• _GIVEN PASSAGE_
+ + + +

The Obama administration is conspiring with the scandal-ridden UN Intergovernmental Panel on Climate Change (IPCC) to cover up official correspondence and screen it from national transparency laws, according to breaking news from the Competitive Enterprise Institute (CEI). Writing for the climate website Watts Up With That?, CEI Senior Fellow Christopher Horner (left) announced his institute has today requested records from Obama’s Office of Science and Technology Policy (OSTP) that reveal a "backchannel ‘cloud’ established to hide IPCC deliberations from" Freedom of Information Act (FOIA) requests. He stated that a federal inspector general confirmed that the correspondence is subject to FOIA.
"This ‘cloud’ serves as a dead-drop of sorts for discussions by U.S. government employees over the next report being produced by the scandal-plagued IPCC, which is funded with millions of U.S. taxpayer dollars," Horner declared. According to CEI, the plan involves creation of a secret "FOIA-free zone" by setting up non-governmental accounts for official business.
CEI maintains the "cloud" was premeditated. In 2009 shortly after taking office, President Obama appointed his controversial science advisor John Holdren as head of the OSTP and put him in charge of dealings with IPCC. At first, OSTP claimed its IPCC information was the property of the UN and therefore not subject to FOIA, but the Department of Commerce ruled it unlawful to withhold information on that basis. Horner reports the "plan to create a FOIA-free zone was then implemented."
He compared it to the infamous Bush White House e-mail controversy that emerged in 2007 and ended with dozens of convictions, resignations, and dismissals of government officials, lobbyists, and businessmen. At the time U.S. Representative Henry Waxman (D-Calif.) condemned their practice of using "nongovernmental accounts specifically to avoid creating a record of the communications." CEI accuses OSTP of similar methods "with vastly greater potential impact on the United States and its economy."

+ + + +

Dataset entries:
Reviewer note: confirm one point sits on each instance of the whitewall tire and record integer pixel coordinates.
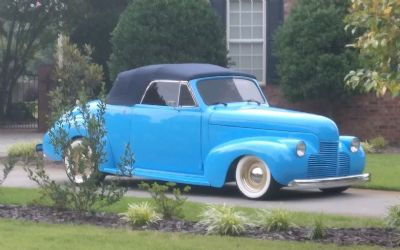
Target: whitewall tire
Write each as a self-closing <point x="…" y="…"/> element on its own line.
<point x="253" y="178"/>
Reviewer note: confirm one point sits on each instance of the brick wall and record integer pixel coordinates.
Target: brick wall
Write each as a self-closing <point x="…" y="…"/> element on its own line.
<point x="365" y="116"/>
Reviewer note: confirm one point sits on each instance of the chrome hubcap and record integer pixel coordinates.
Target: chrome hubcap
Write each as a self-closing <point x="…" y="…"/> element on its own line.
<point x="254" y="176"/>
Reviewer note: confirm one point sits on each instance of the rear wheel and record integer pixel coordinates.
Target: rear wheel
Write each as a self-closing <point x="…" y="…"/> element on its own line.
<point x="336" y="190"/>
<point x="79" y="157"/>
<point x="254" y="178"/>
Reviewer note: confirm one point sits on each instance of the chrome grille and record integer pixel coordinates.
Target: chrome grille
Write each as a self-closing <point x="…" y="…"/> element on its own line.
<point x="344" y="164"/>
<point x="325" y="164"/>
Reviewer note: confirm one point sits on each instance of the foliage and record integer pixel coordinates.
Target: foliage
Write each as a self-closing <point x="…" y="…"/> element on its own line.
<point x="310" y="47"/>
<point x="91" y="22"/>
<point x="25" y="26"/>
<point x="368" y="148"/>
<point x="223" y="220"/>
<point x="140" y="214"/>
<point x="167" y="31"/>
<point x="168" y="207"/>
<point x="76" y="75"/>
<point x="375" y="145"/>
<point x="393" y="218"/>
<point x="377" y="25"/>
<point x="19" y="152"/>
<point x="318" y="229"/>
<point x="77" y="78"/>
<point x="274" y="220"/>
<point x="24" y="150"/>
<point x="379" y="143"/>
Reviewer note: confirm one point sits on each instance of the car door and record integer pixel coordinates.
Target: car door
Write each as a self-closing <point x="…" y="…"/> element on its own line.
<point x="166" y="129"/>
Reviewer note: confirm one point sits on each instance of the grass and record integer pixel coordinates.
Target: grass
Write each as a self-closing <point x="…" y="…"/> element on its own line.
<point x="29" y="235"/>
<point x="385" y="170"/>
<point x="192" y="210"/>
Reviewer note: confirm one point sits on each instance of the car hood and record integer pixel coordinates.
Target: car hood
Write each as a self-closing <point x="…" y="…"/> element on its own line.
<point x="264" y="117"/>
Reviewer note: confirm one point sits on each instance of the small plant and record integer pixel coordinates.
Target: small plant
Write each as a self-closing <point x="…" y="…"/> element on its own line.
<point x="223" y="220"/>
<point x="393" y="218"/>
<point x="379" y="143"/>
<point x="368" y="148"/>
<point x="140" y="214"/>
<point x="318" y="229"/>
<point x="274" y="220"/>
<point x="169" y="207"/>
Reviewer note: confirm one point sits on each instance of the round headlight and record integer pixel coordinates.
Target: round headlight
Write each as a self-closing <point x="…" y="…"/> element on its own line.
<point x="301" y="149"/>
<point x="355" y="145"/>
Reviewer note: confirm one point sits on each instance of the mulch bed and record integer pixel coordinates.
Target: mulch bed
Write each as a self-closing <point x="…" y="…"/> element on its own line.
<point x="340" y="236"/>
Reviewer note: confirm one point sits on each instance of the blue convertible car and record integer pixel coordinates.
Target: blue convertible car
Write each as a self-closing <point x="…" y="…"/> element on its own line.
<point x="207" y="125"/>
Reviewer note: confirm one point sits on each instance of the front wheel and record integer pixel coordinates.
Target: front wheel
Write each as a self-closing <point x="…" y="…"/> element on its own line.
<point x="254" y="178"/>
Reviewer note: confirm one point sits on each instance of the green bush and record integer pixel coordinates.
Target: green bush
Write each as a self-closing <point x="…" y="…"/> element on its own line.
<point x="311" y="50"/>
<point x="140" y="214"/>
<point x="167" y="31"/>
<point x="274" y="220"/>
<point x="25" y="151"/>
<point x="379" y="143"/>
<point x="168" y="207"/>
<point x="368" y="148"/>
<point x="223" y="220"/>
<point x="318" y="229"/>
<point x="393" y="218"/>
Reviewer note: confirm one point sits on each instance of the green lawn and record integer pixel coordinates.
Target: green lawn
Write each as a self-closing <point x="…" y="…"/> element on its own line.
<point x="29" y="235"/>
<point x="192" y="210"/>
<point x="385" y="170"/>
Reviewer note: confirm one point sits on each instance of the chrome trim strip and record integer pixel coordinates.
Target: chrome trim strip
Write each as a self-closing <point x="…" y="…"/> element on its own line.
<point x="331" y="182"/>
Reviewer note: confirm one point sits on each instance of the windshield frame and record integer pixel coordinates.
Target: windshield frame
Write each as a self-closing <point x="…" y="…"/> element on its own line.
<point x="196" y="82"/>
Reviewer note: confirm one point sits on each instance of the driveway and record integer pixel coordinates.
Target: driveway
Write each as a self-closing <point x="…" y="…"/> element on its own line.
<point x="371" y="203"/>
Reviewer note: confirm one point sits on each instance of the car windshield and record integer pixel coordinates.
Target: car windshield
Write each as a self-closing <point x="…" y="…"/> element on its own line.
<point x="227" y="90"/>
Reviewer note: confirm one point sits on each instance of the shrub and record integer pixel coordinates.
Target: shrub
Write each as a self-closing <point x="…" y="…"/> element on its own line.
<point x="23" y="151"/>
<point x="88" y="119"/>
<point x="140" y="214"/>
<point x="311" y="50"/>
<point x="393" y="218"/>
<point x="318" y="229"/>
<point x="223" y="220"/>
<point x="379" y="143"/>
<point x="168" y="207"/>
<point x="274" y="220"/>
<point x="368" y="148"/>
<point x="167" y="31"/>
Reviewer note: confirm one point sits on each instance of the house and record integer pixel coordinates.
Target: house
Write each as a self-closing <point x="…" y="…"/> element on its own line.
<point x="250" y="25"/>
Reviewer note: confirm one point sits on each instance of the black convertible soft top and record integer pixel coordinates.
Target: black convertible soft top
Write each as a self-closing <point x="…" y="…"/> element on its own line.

+ + + +

• _TASK 1_
According to the article on the IPCC correspondence, whom did President Obama appoint in 2009 to head the OSTP?
• _TASK 2_
For each statement, say whether it agrees with the article on the IPCC correspondence, and quote the words that decide it.
(a) CEI requested records from the Office of Science and Technology Policy.
(b) The Department of Commerce accepted that the IPCC information could be withheld because it belonged to the UN.
(c) The Bush White House e-mail controversy emerged in 2007.
• _TASK 3_
Write the next paragraph of the article on the IPCC correspondence, picking up after its final sentence.
The records are separate material, apart from the article on the IPCC correspondence.

• _WRITTEN ANSWER 1_
His science advisor John Holdren.

• _WRITTEN ANSWER 2_
(a) Yes: "his institute has today requested records from Obama’s Office of Science and Technology Policy (OSTP)"
(b) No: "the Department of Commerce ruled it unlawful to withhold information on that basis"
(c) Yes: "the infamous Bush White House e-mail controversy that emerged in 2007"

• _WRITTEN ANSWER 3_
CEI’s FOIA request includes demands for usernames and passwords of some authors and advisors involved in compiling the IPCC Fifth Assessment Report (AR5), due for publication in 2013. Horner says such details are necessary because of the many outrages that came to light after publication of IPCC’s 2007 Fourth Assessment Report (AR4). These involved exposés of cherry-picked and fraudulently-reported data, bogus and speculative source information, and deliberate actions by IPCC authors to thwart FOIA requests after AR4 was released.
CEI says IPCC needs an FOIA shield because of "past embarrassment over releases of earlier communications," referring to the Climategate scandal of 2009. Pirated e-mails from Great Britain’s University of East Anglia (UEA) exposed, among other things, lead AR4 authors deliberately plotting to obstruct FOIA. A sampling of quotes includes:
- "Mike, can you delete any e-mail you may have had with Keith re AR4? Keith will do likewise… Can you also email Gene and get him to do the same? … We will be getting Caspar to do likewise."
- "I wouldn’t tell anybody about the FOI Act in Britain. I don’t think UEA really knows what’s involved."
- "If FOIA does ever get used by anyone, there is also IPR [intellectual property rights] to consider as well. Data is covered by all the agreements we sign with people, so I will be hiding behind them."
- "I believe none of us should submit to these ‘requests.’"
Horner points out that CEI’s request deals with data, research, and reports funded by "increasingly skeptical taxpayers." He concludes, "CEI looks forward to the White House ceasing this unlawful activity and providing prompt access to the requested records so that U.S. taxpayers can know what they and the IPCC are doing behind the scenes."